# Set problem:
Identify each line in the entries below that contains the string "every", and copy each such line in full. Case counts.

# Records to process:
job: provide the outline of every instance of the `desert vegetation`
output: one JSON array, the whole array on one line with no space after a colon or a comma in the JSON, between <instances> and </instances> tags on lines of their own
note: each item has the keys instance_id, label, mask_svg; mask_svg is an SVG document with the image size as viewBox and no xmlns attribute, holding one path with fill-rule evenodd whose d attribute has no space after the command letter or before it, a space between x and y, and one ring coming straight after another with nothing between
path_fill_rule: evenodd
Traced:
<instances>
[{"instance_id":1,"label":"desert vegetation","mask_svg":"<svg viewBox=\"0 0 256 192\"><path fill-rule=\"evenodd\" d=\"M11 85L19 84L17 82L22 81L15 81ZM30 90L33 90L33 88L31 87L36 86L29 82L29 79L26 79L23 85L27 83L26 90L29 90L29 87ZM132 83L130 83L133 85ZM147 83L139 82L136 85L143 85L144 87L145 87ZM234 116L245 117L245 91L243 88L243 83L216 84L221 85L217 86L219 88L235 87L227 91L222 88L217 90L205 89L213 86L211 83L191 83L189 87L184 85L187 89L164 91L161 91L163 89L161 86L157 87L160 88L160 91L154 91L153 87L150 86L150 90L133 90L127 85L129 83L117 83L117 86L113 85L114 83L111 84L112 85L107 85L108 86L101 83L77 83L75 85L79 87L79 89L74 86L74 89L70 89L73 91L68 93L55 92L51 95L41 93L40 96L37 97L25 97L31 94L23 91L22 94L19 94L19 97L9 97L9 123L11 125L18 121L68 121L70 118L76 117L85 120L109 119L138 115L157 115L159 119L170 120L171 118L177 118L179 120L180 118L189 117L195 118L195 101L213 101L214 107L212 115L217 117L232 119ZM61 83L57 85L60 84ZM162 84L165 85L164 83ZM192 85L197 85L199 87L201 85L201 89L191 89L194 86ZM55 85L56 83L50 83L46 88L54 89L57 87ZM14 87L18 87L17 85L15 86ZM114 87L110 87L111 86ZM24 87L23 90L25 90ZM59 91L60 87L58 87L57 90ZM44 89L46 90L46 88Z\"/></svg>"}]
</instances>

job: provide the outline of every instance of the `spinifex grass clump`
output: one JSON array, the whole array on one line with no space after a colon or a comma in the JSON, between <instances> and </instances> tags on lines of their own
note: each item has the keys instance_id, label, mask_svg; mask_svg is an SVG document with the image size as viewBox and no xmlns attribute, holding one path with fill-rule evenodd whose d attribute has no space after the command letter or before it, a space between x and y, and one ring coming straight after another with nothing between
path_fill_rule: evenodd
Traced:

# Answer:
job: provide the outline of every instance of the `desert vegetation`
job: provide the outline of every instance of the `spinifex grass clump`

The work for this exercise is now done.